++++ TEKSTFRAGMENT ++++
Voorgestelde wegencategorisering

De projectleiding heeft op basis van de gevoerde onderzoeken en modelberekeningen de volgende herziening in de wegencategorisering voorgesteld:

- de selectie van de N18 tussen Mol en de E34 als secundaire weg type III met verbindingsfunctie voor het openbaar vervoer en

fietsverkeer op het bovenlokale niveau met behoud van de weerstandsfunctie voor het overige gemotoriseerde verkeer in Mol en met de nieuwe selectie van een weerstandsfunctie op de ring van Retie;

- de selectie van de N118 tussen R14 te Geel en E34 te Retie als secundaire weg type II met verzamelfunctie op bovenlokaal niveau.

(16)
(17)
++++
* _OPDRACHTEN_
**A)** Welke categorie stelt de projectleiding in de voorgestelde wegencategorisering voor de N118 tussen R14 te Geel en E34 te Retie voor?
**B)** Haal uit de voorgestelde wegencategorisering letterlijk de tekst die begint met "- de selectie van de N18" en doorloopt tot en met "op bovenlokaal niveau.".
++++ VERMELDE REGELS ++++
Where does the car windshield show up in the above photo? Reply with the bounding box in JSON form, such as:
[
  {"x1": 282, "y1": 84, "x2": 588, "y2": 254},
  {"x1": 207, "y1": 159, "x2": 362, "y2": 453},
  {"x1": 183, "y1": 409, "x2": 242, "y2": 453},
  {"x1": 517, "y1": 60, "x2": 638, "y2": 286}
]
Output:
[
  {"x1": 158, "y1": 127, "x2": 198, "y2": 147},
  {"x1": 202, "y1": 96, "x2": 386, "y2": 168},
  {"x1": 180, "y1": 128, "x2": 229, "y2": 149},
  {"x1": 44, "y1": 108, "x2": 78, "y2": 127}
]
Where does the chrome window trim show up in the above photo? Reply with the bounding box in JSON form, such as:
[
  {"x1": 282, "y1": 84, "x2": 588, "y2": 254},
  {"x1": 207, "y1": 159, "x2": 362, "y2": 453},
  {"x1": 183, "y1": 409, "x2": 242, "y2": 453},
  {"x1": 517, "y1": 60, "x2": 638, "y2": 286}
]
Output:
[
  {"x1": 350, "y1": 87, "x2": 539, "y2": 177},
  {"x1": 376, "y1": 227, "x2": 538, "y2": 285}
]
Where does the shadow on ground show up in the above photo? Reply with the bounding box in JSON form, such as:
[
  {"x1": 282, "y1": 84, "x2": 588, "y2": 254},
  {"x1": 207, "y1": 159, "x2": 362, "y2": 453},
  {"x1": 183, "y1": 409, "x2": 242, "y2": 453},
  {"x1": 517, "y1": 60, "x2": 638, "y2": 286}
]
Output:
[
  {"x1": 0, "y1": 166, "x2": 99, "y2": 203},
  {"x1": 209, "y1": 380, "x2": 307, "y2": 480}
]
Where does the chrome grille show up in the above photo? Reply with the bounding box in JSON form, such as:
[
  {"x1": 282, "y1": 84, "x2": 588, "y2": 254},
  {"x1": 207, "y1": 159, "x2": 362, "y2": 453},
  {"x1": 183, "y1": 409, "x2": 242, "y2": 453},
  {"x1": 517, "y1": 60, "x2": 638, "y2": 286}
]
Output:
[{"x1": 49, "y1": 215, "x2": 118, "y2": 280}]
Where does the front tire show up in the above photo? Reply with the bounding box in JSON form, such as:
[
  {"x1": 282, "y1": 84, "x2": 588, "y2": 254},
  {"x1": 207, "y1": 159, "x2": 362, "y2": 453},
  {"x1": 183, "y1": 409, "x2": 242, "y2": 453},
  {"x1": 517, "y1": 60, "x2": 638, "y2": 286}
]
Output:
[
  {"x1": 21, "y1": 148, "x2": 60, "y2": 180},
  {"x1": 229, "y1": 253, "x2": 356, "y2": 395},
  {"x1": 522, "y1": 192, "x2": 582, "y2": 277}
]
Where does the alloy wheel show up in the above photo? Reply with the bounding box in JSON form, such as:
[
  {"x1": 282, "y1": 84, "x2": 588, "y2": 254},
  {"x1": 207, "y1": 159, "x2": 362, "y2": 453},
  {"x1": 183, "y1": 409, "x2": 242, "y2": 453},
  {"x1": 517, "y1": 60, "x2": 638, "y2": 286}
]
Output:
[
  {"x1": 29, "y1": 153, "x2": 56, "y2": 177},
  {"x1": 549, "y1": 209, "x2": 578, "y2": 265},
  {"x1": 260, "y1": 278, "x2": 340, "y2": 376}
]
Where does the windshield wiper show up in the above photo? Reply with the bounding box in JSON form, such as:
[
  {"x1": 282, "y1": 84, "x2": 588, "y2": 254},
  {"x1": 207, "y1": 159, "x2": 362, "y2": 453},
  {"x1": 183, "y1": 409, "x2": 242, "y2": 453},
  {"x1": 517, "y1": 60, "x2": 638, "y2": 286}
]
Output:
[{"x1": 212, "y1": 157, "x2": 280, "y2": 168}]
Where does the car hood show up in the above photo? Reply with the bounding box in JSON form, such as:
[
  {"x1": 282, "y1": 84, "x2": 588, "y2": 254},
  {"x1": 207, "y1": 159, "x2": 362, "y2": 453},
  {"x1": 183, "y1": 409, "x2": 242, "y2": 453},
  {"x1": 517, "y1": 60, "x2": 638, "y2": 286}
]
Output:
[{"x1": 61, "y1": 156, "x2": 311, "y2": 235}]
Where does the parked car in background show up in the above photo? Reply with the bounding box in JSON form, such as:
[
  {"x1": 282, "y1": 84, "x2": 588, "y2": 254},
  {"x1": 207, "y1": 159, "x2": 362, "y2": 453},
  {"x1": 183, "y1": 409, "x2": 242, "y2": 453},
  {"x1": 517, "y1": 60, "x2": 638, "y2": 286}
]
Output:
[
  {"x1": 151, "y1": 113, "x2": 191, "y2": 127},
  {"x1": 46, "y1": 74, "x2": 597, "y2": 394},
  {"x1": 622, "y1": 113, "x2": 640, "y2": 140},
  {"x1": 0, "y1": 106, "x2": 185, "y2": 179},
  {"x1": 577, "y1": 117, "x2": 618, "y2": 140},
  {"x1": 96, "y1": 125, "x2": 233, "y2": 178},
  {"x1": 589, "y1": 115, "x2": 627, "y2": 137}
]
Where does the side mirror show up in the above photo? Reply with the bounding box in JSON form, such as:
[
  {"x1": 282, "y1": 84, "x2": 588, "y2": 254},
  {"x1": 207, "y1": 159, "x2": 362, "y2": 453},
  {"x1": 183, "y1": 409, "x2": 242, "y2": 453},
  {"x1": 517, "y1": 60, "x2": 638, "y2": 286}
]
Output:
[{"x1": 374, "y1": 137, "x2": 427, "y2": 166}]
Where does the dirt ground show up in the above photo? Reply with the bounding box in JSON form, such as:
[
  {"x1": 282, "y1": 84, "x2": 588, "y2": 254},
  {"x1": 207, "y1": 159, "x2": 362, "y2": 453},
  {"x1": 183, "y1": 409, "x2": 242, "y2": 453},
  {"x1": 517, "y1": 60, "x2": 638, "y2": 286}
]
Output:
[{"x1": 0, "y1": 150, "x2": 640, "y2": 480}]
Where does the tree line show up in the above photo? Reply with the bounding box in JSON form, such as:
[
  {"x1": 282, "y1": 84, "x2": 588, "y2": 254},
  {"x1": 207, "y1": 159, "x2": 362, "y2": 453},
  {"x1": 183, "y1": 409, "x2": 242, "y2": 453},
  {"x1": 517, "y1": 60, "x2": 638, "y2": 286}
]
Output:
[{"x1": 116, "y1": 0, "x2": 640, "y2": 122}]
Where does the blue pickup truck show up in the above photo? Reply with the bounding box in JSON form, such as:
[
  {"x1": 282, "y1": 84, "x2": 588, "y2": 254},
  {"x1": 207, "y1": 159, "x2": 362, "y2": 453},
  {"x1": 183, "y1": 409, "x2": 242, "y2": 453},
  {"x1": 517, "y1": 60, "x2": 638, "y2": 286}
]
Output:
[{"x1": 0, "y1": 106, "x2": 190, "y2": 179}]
++++
* _EINDRESULTATEN_
**A)** Secundaire weg type II met verzamelfunctie op bovenlokaal niveau.

**B)**
- de selectie van de N18 tussen Mol en de E34 als secundaire weg type III met verbindingsfunctie voor het openbaar vervoer en

fietsverkeer op het bovenlokale niveau met behoud van de weerstandsfunctie voor het overige gemotoriseerde verkeer in Mol en met de nieuwe selectie van een weerstandsfunctie op de ring van Retie;

- de selectie van de N118 tussen R14 te Geel en E34 te Retie als secundaire weg type II met verzamelfunctie op bovenlokaal niveau.